BLOGOWE WIEŚCI

BLOGOWE WIEŚCI





W Klanie Burzy

Sprawa znikających kotów w klanie nadal oficjalnie nie została wyjaśniona. Zaginął jeden ze starszych, Tropiący Szlak, natomiast Piaszczysta Zamieć prawdopodobnie został napadnięty przez samotników. Chodzą plotki, że mogą być oni połączeni z niedawno wygnanym Czarną Łapą. Również główny medyk, przez niewyjaśnioną sprawę został oddalony od swoich obowiązków, większość spraw powierzając w łapy swojej uczennicy. Gdyby tego było mało, w tych napiętych czasach do obozu została przyprowadzona zdezorientowana i dość pokiereszowana pieszczoszka, a przynajmniej tak została przedstawiona klanowi. Czy jej pojawienie się w klanie, nie wzmocni już i tak od dawna panującego w nim napięcia?

W Klanie Klifu

Do klanu szczęśliwie (chociaż zależy kogo się o to zapyta) powróciła zaginiona medyczka, Liściaste Futro. Niestety nawet jej obecność nie mogła powstrzymać ani katastrofy, jaką była szalejąca podczas Pory Nagich Liści epidemia zielonego kaszlu, ani utraty jednego z żyć przez Srokoszową Gwiazdę na zgromadzeniu. Aktualnie osłabieni klifiacy próbują podnieść się na łapy i zapomnieć o katastrofie.
= = = = = = =
→ **Zadania do wykonania**
A) Zamień „Liściaste Futro” na „Kamienne Futro” i przepisz z wiadomości o klanach wszystko od „W Klanie Klifu” aż po „zapomnieć o katastrofie.”.
B) Dopisz dalszy ciąg wiadomości o klanach, zaczynając tam, gdzie się kończą.
Materiał nie ma żadnego związku z wiadomościami o klanach.

→ **Dane**
= = = = = = =
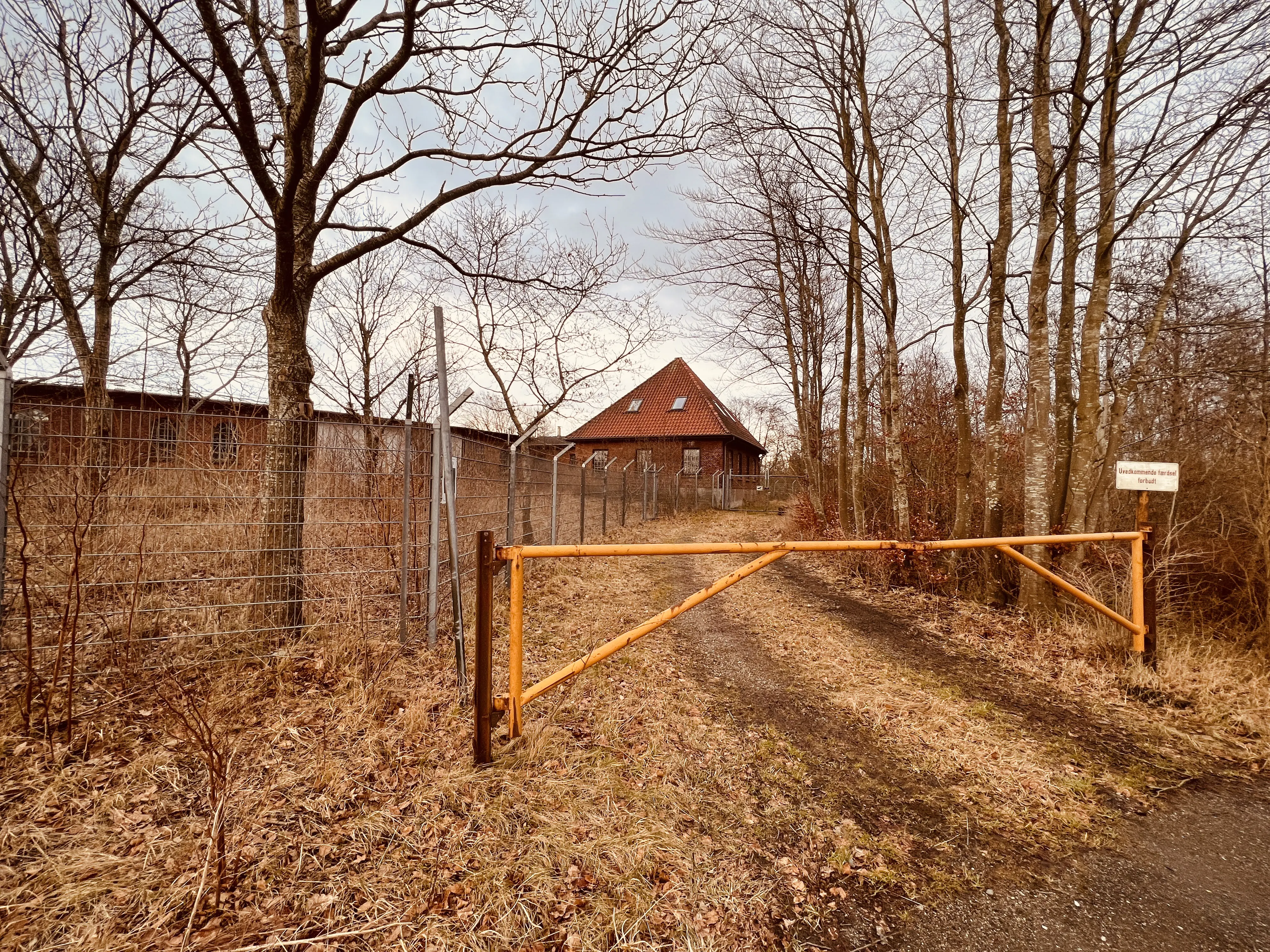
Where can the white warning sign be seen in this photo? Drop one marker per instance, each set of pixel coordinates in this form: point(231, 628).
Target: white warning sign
point(1154, 478)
= = = = = = =
→ **Odpowiedzi**
A)
W Klanie Klifu

Do klanu szczęśliwie (chociaż zależy kogo się o to zapyta) powróciła zaginiona medyczka, Kamienne Futro. Niestety nawet jej obecność nie mogła powstrzymać ani katastrofy, jaką była szalejąca podczas Pory Nagich Liści epidemia zielonego kaszlu, ani utraty jednego z żyć przez Srokoszową Gwiazdę na zgromadzeniu. Aktualnie osłabieni klifiacy próbują podnieść się na łapy i zapomnieć o katastrofie.

B)
W Klanie Nocy

Srocza Gwiazda wprowadza władzę dziedziczną, a także "rodzinę królewską". Po ciężkim porodzie córki i śmierci jednej z nowonarodzonych wnuczek, Srocza Gwiazda znika na całą noc, wracając dopiero następnego poranka, wraz z kontrowersyjnymi wieściami. Aby zabezpieczyć przyszłe kocięta przed podzieleniem losu Łabędź, ogłasza rolę Piastunki, a zaszczytu otrzymania tego miana dostępuje Kotewkowa Łapa, obecnie zwana Kotewkowym Powiewem. Podczas tego samego zebrania ogłasza także, że każdy kolejny lider Klanu Nocy będzie musiał pochodzić z jej rodu, przeprowadza ceremonię, podczas której ona i jej rodzina otrzymują krwisty symbol kwitnącej lilii wodnej na czole - znak władzy i odrodzenia.
Nie wszystkim jednak ta decyzja się spodobała, a to, jakie efekty to przyniesie, Klan Nocy może się dowiedzieć szybciej niż ktokolwiek by tego chciał.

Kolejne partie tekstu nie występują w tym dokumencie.